Begin Material provided
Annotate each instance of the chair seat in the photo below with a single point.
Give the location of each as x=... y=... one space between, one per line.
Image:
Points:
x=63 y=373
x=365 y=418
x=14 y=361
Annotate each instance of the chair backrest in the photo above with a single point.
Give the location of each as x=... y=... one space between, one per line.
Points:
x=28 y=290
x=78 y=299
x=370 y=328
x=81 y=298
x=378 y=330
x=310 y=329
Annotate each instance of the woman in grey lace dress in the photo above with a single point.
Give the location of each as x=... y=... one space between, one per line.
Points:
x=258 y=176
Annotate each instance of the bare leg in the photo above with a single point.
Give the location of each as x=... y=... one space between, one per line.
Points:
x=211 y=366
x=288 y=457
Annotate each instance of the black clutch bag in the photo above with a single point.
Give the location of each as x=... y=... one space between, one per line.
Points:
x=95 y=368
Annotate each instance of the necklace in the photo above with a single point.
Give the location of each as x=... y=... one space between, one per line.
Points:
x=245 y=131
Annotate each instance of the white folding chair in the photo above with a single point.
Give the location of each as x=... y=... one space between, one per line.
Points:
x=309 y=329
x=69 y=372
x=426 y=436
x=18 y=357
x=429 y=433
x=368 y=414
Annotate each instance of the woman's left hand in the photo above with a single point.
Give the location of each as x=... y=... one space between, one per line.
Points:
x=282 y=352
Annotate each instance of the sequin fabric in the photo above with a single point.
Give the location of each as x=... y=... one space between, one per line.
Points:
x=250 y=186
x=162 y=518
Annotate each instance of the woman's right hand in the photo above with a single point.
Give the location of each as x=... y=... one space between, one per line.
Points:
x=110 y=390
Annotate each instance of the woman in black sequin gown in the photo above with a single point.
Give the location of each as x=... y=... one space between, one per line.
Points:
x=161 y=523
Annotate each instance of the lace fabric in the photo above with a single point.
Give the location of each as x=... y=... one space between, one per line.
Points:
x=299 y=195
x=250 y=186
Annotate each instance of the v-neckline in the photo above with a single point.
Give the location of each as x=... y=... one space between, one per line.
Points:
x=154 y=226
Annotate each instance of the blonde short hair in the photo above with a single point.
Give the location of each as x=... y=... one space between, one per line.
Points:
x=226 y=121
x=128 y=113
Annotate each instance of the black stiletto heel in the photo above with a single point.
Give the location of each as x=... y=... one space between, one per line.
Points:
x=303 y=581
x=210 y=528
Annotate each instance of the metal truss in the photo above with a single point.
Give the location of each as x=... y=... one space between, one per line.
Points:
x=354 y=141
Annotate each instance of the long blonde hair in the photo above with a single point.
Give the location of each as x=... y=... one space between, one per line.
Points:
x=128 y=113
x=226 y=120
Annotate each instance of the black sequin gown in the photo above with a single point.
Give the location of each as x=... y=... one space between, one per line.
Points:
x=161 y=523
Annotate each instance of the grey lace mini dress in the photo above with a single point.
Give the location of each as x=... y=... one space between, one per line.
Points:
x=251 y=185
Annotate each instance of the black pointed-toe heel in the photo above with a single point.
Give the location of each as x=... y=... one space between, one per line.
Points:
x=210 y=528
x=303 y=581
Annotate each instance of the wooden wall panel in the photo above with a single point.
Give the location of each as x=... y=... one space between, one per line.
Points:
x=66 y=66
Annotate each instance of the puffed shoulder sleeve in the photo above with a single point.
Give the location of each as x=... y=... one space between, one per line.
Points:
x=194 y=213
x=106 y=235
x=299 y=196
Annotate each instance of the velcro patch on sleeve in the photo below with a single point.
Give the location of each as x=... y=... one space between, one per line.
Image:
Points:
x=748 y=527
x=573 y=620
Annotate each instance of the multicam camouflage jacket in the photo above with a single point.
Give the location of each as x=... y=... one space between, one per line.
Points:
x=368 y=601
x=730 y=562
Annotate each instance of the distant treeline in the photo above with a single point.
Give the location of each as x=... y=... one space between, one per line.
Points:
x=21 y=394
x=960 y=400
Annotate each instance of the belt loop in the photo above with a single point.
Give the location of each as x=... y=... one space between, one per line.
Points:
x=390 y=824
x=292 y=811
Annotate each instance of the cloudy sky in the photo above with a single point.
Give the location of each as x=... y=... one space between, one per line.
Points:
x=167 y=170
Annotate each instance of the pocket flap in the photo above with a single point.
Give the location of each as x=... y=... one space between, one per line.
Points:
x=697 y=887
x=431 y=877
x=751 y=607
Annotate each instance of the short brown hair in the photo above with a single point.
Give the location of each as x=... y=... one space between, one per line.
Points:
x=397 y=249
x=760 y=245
End Material provided
■ What you have to do:
Render the entries as a JSON list of strings, one string per line and blank lines omitted, starting from the first line of the entries and ending with the line containing "x=310 y=329", both included.

■ Exercise result:
[
  "Annotate each instance of the chair seat in the photo below with a single point.",
  "Give the location of each as x=... y=... one space between, one per line.",
  "Image:",
  "Points:",
  "x=63 y=373",
  "x=365 y=418",
  "x=14 y=361",
  "Annotate each instance of the chair backrest in the photo above with a single point.",
  "Give the location of each as x=... y=... one space between, one per line.",
  "Points:",
  "x=28 y=290",
  "x=78 y=299",
  "x=370 y=328",
  "x=81 y=298",
  "x=378 y=330",
  "x=310 y=329"
]